* _INSTRUCTIONS_:
1. In the forum thread on cooling intake air with an A/C system, how much power does the reply estimate the A/C unit needs to run?
2. Carry on the forum thread on cooling intake air with an A/C system from the point where it stops.

* _STUDY TEXT_:
Some older BMWs ran the fuel line through the a/c plenum to keep it cool, but that was more for preventing vapor lock than for performance.

I didn't read through all your math, but I'm going to suggest you have over estimated the quantity of cooling you can get. If the air volume through the AC evaperator was sufficient to feed an engine, those guys that hook the heater fan up to the top of the carb would be making a lot more power.

Lisa, in this house, we obey the laws of thermodynamics!

Assumption was that a big Lincoln Continental cooling system can produce 15kBTU/h... which seems believable considering it can keep the cavernous interior of a Continental to 60 degrees when its 100+ outside.

And these people over at Yahoo think it could even be more: http://answers.yahoo.com/question/index?qid=20110607175226AAiktT1

any room for air to water intercooling?

In reply to mad_machine:

perhaps room, but very little budget- this is a GRM Challenger. AC stuff came 'free' with the parts car.

Well, this setup will certainly cool the incoming air a little. Here's some issues with the calculations though.

1. Your air flow rate is way too low: "4000 RPM X 1 intake stroke per 4 strokes" there are 2 strokes per revolution and you forgot to put that in the equation so that will increase your air flow rate x2. Also, these calculations assume 100% volumetric efficiency for a NA engine. You'll have more flow if you run boost. It'll be about 50% more air at 8 psi. So you need to increase your air flow rate by 150%. This give you a flow rate of 406.5 CFM.

2. Since your air flow rate is now much higher, your temperature drop through the A/C evaporator will decrease by the same proportion. So now you only get a 26.5 degree drop.

3. Your charge temperatures post-compression and pre-intercooler are too low. If you assume a compressor efficiency of 0.70 (probably reasonable for an older automotive turbocharger), and you want 8 psi with a 90 degree F ambient temp, then your charge temp will be 194 F rather than 175.

4. Your thermal efficiency for the engine is way too high. It'll be around 30-35% especially on a race tune. I'm assuming you're defining that efficiency as EDIT: (Power at Crankshaft)/(Power Available in Fuel Burned). Edit: rule of thumb is that about 1/3 of energy available in fuel goes to crank power, 1/3 goes to the exhaust heat, 1/3 goes to the coolant and oil coolers (if installed).

5. In that same equation, it looks like you're probably using the higher-heating-value for the fuel to get 125k BTU/gal. Probably better to use lover-heating-value (LHV) which is closer to 115k BTU/gal.

6. The A/C unit produces 15k BTU/hr cooling, and most older automotive AC systems probably have a COP around 2.0; therefore it requires 7.5k BTU/hr to run - that's 5.9 hp.

Overall, you've got the equations right, just some of the assumed values aren't great. I think what you'll find is that there just isn't enough heat being rejected from an A/C system to cool an intake charge with any reasonable amount of boost. Basically, you'll have a lighter and far cooler intake with a well designed and sized air-air intercooler.

If you want to use the A/C evaporator, consider running chilled water though it and have a reservoir in the car. Remember, at the challenge you only need 30 seconds of cooling at a time.

* _PROVIDED DATA_:
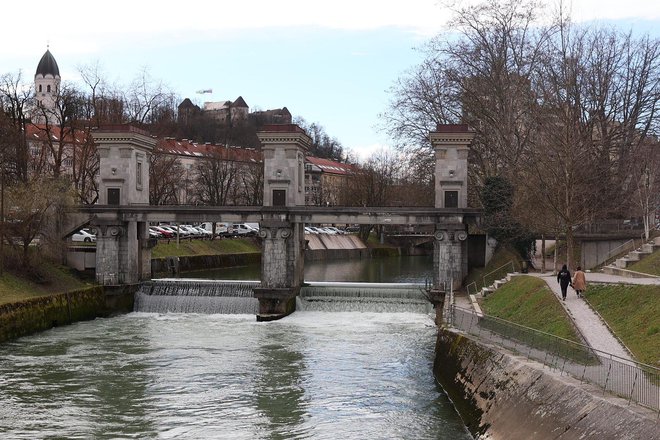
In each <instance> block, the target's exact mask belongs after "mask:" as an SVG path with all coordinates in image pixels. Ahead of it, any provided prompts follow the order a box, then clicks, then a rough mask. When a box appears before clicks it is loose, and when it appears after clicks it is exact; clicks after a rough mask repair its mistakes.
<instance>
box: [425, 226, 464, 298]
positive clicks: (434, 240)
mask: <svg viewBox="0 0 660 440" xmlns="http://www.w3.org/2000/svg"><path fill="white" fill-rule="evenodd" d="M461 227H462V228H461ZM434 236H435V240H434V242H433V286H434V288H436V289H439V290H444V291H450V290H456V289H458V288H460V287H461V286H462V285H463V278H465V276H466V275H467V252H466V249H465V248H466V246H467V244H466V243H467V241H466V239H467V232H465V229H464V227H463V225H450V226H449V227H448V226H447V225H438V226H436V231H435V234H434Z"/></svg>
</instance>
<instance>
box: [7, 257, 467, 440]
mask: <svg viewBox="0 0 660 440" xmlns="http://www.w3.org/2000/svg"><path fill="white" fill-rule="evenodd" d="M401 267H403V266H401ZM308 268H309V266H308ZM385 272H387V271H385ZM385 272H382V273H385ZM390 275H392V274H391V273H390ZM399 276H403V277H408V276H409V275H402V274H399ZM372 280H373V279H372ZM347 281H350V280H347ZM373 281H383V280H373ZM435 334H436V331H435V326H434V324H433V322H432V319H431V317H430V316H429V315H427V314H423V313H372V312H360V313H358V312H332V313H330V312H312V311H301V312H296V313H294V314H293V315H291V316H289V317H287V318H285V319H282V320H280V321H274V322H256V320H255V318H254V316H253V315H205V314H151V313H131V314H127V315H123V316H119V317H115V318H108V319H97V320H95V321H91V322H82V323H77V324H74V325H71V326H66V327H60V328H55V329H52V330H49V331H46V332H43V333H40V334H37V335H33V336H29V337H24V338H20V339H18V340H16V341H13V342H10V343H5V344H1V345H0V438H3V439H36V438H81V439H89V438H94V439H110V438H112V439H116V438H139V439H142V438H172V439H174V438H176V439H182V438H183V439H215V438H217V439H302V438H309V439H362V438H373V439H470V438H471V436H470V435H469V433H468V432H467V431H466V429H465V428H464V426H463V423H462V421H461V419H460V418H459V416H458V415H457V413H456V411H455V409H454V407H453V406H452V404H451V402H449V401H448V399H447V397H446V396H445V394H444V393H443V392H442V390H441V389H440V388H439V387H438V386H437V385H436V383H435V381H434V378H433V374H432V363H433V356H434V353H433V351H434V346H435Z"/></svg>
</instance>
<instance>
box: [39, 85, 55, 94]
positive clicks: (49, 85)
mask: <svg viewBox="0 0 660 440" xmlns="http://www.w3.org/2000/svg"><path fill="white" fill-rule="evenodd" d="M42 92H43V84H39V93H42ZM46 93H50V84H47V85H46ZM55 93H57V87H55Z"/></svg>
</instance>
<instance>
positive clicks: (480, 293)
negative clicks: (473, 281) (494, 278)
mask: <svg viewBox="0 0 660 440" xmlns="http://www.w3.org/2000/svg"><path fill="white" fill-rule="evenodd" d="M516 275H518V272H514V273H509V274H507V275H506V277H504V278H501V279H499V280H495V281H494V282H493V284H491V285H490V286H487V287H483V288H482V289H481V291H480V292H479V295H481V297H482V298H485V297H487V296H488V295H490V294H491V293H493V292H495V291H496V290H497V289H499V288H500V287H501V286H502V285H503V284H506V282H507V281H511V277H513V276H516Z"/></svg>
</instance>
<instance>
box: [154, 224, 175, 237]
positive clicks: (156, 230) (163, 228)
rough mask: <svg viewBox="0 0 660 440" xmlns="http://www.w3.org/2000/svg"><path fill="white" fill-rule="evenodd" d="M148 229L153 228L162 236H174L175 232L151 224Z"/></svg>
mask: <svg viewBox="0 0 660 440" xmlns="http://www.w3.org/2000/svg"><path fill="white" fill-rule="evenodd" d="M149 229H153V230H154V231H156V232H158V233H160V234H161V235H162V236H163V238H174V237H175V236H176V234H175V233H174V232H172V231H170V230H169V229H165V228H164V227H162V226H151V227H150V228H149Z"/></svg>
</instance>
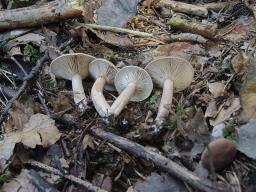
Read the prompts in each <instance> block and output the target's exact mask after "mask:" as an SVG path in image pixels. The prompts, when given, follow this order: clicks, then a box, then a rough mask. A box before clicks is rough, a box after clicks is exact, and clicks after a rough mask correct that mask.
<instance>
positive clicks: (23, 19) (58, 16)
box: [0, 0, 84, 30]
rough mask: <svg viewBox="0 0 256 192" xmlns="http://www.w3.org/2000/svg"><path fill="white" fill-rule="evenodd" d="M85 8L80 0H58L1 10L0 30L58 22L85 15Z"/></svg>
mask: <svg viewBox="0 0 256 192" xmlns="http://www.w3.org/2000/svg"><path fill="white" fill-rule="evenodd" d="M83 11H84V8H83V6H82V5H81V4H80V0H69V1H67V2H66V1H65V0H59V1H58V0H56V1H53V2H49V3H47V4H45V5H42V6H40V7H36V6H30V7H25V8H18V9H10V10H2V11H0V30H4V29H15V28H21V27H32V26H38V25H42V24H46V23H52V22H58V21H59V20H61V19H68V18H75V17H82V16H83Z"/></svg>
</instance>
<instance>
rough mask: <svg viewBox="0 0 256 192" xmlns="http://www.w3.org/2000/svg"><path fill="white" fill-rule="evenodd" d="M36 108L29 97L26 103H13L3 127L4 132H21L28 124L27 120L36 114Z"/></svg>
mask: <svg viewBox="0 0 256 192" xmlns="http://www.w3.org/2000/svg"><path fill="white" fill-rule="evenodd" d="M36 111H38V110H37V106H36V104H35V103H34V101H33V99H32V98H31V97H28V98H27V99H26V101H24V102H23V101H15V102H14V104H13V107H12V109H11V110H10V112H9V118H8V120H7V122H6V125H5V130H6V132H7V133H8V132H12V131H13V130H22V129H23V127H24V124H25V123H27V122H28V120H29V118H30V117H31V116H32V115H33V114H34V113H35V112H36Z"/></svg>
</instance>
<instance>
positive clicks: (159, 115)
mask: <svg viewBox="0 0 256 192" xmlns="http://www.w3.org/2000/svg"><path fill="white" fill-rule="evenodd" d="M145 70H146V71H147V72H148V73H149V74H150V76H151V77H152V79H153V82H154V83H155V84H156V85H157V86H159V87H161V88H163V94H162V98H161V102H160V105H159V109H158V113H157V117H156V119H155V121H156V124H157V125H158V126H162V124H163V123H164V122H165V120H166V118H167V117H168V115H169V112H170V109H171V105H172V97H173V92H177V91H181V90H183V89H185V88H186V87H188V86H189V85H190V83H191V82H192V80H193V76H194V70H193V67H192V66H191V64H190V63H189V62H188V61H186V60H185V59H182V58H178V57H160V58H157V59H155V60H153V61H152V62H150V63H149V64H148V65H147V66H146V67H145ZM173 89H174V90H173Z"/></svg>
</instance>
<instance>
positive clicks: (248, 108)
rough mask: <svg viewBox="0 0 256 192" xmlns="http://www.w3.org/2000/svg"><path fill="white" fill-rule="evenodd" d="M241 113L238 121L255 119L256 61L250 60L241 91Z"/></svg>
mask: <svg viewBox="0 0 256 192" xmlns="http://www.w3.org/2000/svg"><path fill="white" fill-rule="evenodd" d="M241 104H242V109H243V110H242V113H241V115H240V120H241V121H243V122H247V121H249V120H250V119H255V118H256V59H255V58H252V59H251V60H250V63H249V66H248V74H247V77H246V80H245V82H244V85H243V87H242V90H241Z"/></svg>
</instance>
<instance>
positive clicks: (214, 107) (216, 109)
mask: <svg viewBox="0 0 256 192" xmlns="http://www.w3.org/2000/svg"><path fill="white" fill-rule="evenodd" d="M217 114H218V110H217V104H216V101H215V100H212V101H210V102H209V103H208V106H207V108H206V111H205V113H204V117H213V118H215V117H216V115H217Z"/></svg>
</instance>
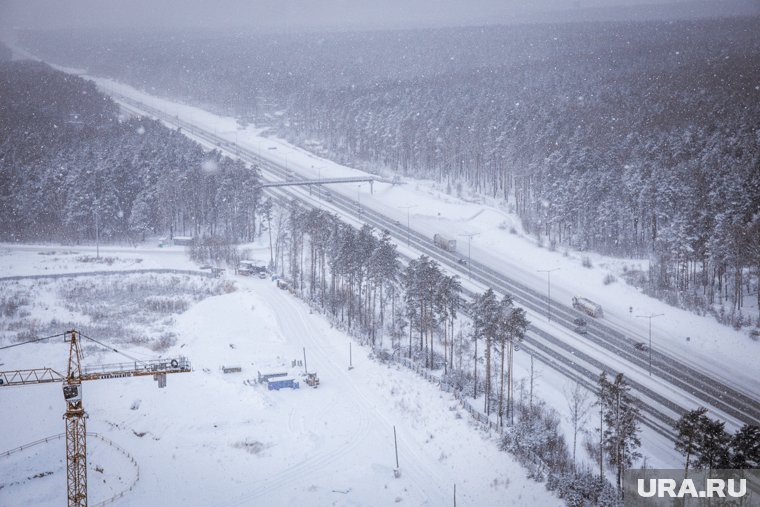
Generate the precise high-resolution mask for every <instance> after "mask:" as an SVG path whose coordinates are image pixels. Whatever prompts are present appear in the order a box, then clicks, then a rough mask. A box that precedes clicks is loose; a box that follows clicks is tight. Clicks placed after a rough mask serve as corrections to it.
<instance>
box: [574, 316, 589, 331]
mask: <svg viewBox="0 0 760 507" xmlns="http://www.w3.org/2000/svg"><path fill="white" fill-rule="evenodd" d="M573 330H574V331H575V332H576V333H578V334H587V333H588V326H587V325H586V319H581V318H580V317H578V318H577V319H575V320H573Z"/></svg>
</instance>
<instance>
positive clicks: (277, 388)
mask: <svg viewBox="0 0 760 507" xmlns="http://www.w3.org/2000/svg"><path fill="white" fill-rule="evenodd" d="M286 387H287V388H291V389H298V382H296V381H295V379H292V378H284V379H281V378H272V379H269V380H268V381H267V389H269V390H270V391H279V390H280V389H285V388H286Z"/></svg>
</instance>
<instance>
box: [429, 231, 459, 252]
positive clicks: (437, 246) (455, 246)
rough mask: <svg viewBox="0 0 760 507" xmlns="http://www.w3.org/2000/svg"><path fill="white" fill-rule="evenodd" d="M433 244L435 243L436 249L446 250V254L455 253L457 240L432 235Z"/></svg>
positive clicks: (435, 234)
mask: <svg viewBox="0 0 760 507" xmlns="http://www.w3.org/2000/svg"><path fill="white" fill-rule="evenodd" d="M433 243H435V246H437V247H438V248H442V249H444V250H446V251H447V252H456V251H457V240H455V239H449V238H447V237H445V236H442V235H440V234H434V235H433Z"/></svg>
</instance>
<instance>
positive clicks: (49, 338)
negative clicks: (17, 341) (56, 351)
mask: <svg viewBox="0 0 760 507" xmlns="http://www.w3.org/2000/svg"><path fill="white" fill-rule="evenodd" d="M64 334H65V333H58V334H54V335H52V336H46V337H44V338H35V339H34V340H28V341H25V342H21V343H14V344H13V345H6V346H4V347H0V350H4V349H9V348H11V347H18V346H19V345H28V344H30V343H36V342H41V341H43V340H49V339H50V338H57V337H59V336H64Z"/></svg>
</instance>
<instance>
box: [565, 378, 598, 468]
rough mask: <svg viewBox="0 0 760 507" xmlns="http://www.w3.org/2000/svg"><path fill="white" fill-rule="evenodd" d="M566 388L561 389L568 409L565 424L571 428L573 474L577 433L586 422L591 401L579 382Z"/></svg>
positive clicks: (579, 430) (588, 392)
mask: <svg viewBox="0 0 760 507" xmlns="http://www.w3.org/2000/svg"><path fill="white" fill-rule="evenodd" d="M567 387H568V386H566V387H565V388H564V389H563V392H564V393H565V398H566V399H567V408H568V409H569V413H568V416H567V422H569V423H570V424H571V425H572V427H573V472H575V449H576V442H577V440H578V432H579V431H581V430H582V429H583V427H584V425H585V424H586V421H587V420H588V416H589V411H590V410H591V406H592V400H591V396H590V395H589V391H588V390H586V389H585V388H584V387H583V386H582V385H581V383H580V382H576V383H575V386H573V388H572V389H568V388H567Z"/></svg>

==

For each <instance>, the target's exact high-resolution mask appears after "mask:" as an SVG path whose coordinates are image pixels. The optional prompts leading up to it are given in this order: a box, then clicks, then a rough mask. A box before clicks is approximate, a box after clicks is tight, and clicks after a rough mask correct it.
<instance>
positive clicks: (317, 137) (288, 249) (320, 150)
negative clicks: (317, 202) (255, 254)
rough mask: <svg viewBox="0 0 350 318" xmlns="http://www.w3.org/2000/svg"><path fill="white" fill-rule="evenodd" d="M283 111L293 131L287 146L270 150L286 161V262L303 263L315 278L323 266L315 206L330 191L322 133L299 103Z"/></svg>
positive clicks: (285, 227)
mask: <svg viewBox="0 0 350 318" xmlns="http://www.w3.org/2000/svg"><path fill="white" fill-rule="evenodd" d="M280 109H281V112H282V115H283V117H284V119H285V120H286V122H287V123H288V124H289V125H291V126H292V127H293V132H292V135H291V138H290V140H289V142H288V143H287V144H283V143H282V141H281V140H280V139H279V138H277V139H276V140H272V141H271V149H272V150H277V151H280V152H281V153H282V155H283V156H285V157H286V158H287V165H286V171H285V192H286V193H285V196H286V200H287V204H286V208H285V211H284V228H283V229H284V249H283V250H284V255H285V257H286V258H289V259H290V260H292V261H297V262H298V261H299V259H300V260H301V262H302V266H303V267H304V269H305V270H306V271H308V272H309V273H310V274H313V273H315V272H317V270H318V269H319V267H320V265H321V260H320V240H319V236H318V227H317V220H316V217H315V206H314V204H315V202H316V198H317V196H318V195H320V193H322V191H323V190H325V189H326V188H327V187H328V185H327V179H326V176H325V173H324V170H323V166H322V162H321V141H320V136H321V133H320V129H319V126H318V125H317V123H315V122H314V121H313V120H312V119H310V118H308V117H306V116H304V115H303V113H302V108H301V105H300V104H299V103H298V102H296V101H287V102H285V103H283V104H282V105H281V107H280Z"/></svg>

* _ANSWERS GIVEN_:
1. It needs 7.5k BTU/hr, which is 5.9 hp.

2.
BTW, sweet to see someone actually running some numbers on a project like this - props.

JohnyHachi6 wrote: If you want to use the A/C evaporator, consider running chilled water though it and have a reservoir in the car. Remember, at the challenge you only need 30 seconds of cooling at a time.

If you are going to do that.. consider dryice

1. 2 strokes per rotation. Oops. That was a biggie.

Fixing errors: (2000 i.s./min)X(281cu in/i.s.) = 562000 cu in/min = 9366 cu in/sec = 325.2 cu ft / min

A reasonable cooler inlet charge temperature at 8lbs of boost is 194F

according to: http://www.engineeringtoolbox.com/air-temperature-pressure-density-d_771.html

my charge air coming in is around .091 lb/cu ft, and specific heat capacity of 1.009kJ/kgK (please pardon my mixture of units).

and tweaked the outlet temp until the Power output was very nearly 15k BTU/h. And the delta T was 33.5

How much HP does the "A/C intercooler" add?

n(lbs/min)= P(psia) x V(cu.ft./min) x 29/(10.73 x T(deg R)), a formula I stole here:

http://www.gnttype.org/techarea/turbo/turboflow.html

n (lbs/min)= 22.7 psia x 325.2 cfm x 29/(10.73 x 653.67 deg R) = 30.52 lb of air per minute no i/c n (lbs/min)= 22.7 psia x 325.2 cfm x 29/(10.73 x 620.17 deg R) = 32.17 lb of air per minute w/ i/c

for a difference of 32.17lb/min-30.52lb/min =1.65lb/min air at stoic, that's (1.65lb/min air) / 13.7 = 0.120lb/min fuel

fuel is 115k BTU/gallons, 7.29lb/gallon, so 115k BTU / 7.29lb = 15.77kBTU/lb 15.77k BTU/lb X 0.120 lb/min = (1.89k BTU/min)/[(42.2BTU/min)/HP]= 44.84HP (ideal)

Crappy old Ford motor is probably 30% thermal efficiency, 44.84*.30 = 13.45 BHP

Net HP gain: 13.45-5.9 = 7.55HP less attractive, but still positive...

Yeah, that's right about where I'd expect. A small gain, but still a gain.

7.55HP gain on a 350 or so motor. 2.1% yay

Yeah... air-to-air is prolly better.

I need it to work at steady state as well, as this is going to be a Chumpcar as well.

1st law of physics... conservation of energy.

You will spend more HP driving the compressor than you will get back cooling the intake charge.

Period.

No way around it.

Here's the thing though.

Most systems shut the compressor down at WOT.

You'll still be sucking cold air through the box, it just won't be cold indefinately.

Might work ok for short runs but not anything long-term.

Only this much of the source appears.